§ Exercise
Given the records below, would you repeat exactly the lines that begin at the one containing "Target: cabinet handle" and end at the one containing "Place one point on every instance of the reflection", inclusive?

(Stored records)
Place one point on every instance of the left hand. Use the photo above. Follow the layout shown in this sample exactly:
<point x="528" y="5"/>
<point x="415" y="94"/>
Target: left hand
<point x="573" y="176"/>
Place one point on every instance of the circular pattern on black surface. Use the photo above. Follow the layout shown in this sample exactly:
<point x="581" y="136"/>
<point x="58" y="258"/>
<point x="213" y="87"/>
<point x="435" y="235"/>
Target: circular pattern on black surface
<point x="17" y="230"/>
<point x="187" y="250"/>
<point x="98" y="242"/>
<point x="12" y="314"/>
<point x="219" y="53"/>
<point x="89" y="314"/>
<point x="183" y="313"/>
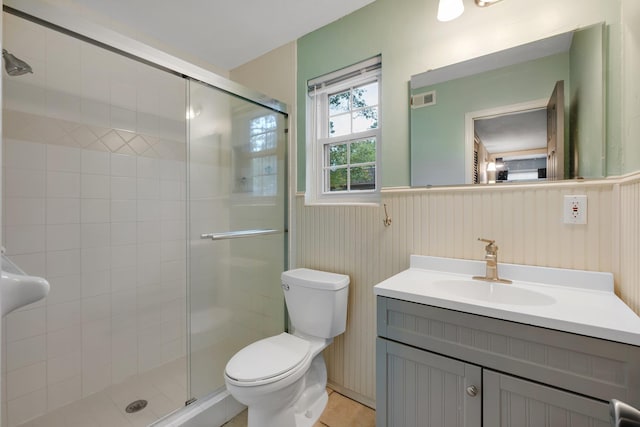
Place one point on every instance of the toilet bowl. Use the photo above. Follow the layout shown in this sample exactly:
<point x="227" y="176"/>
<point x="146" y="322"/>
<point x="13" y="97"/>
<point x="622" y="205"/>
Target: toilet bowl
<point x="282" y="379"/>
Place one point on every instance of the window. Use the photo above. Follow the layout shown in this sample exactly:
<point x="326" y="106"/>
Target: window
<point x="344" y="136"/>
<point x="256" y="162"/>
<point x="262" y="142"/>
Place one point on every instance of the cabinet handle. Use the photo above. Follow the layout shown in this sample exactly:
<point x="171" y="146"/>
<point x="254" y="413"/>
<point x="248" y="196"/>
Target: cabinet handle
<point x="472" y="391"/>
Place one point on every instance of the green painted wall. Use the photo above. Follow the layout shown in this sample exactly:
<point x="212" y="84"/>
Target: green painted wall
<point x="412" y="41"/>
<point x="438" y="131"/>
<point x="587" y="103"/>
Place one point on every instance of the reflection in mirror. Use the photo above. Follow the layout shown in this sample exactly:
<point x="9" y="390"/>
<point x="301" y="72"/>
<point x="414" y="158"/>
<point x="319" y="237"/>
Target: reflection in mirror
<point x="457" y="112"/>
<point x="522" y="142"/>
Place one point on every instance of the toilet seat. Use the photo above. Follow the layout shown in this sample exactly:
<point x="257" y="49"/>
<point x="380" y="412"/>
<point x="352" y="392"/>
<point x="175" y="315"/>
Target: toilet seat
<point x="268" y="360"/>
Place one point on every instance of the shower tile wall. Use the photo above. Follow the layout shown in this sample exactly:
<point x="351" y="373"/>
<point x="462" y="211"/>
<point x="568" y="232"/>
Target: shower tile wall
<point x="94" y="200"/>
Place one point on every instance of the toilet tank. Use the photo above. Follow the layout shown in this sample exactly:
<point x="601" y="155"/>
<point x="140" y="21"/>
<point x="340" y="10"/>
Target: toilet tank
<point x="316" y="301"/>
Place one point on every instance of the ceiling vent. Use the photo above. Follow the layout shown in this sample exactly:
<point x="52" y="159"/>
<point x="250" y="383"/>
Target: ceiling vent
<point x="420" y="100"/>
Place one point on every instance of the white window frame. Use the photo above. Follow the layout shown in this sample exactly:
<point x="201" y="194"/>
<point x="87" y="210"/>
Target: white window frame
<point x="318" y="134"/>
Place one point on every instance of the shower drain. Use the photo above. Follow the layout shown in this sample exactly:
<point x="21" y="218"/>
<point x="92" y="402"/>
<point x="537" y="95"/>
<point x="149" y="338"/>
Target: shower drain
<point x="136" y="406"/>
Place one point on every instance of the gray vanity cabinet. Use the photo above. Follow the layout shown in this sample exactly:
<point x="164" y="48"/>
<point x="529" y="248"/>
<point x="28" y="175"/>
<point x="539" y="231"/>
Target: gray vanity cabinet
<point x="511" y="401"/>
<point x="424" y="389"/>
<point x="443" y="368"/>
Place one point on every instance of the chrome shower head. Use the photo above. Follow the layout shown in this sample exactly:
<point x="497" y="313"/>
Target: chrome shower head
<point x="15" y="66"/>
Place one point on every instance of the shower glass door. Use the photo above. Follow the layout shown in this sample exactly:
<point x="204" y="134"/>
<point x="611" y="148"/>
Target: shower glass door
<point x="237" y="239"/>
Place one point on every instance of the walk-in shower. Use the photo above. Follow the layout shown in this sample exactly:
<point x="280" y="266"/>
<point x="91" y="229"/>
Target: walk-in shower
<point x="15" y="66"/>
<point x="162" y="233"/>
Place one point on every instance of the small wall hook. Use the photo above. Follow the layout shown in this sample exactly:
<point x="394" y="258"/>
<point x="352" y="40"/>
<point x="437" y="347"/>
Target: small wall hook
<point x="387" y="219"/>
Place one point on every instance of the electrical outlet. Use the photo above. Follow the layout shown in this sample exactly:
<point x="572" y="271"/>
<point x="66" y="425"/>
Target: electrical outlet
<point x="575" y="209"/>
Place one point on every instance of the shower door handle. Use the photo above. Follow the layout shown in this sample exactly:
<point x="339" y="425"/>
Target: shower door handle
<point x="239" y="234"/>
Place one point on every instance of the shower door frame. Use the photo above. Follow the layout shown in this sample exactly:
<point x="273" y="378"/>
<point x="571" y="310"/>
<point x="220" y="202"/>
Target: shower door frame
<point x="76" y="26"/>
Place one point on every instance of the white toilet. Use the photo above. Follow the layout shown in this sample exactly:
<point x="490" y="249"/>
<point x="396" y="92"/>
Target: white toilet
<point x="282" y="379"/>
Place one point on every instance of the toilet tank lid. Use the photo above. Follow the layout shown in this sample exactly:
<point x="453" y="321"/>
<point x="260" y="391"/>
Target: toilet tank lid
<point x="309" y="278"/>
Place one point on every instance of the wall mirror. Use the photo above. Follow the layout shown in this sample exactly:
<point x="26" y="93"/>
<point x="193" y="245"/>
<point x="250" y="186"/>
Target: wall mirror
<point x="534" y="113"/>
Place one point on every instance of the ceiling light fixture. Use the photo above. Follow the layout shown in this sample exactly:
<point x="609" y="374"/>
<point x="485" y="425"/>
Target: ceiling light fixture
<point x="485" y="3"/>
<point x="450" y="9"/>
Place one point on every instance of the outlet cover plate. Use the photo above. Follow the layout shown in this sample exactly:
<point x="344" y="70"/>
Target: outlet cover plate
<point x="575" y="209"/>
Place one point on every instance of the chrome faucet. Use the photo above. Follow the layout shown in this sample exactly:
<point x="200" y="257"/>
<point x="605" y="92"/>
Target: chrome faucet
<point x="491" y="258"/>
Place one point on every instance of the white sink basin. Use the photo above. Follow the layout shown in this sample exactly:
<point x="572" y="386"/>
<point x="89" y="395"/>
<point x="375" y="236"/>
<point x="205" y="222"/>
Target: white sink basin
<point x="576" y="301"/>
<point x="496" y="293"/>
<point x="17" y="289"/>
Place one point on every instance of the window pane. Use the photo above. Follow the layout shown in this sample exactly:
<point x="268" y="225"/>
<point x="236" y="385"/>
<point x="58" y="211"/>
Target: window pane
<point x="270" y="141"/>
<point x="366" y="95"/>
<point x="365" y="119"/>
<point x="337" y="154"/>
<point x="339" y="103"/>
<point x="263" y="124"/>
<point x="363" y="178"/>
<point x="363" y="151"/>
<point x="258" y="142"/>
<point x="338" y="179"/>
<point x="340" y="125"/>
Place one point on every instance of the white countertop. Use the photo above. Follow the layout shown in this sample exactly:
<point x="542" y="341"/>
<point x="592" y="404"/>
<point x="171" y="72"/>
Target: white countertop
<point x="577" y="301"/>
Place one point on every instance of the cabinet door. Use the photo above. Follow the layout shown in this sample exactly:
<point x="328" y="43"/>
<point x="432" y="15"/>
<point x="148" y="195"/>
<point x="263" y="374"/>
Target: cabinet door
<point x="513" y="402"/>
<point x="416" y="388"/>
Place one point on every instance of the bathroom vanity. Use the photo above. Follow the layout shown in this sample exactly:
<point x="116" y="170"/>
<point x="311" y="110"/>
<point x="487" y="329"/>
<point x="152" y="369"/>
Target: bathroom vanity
<point x="551" y="350"/>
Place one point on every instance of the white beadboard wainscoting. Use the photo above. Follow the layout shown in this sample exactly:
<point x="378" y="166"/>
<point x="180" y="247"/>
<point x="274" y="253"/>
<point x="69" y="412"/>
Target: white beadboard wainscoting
<point x="525" y="220"/>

§ Written response
Target: cabinet handle
<point x="472" y="391"/>
Place one point on every instance of the green painted wall. Use the photo above. Follow the layout shown in this sample exactly:
<point x="212" y="84"/>
Target: green painted wall
<point x="412" y="41"/>
<point x="438" y="131"/>
<point x="587" y="103"/>
Place one point on every instance of the reflection in mirror. Use the photo above. Follow the layout shown in this sample exactly:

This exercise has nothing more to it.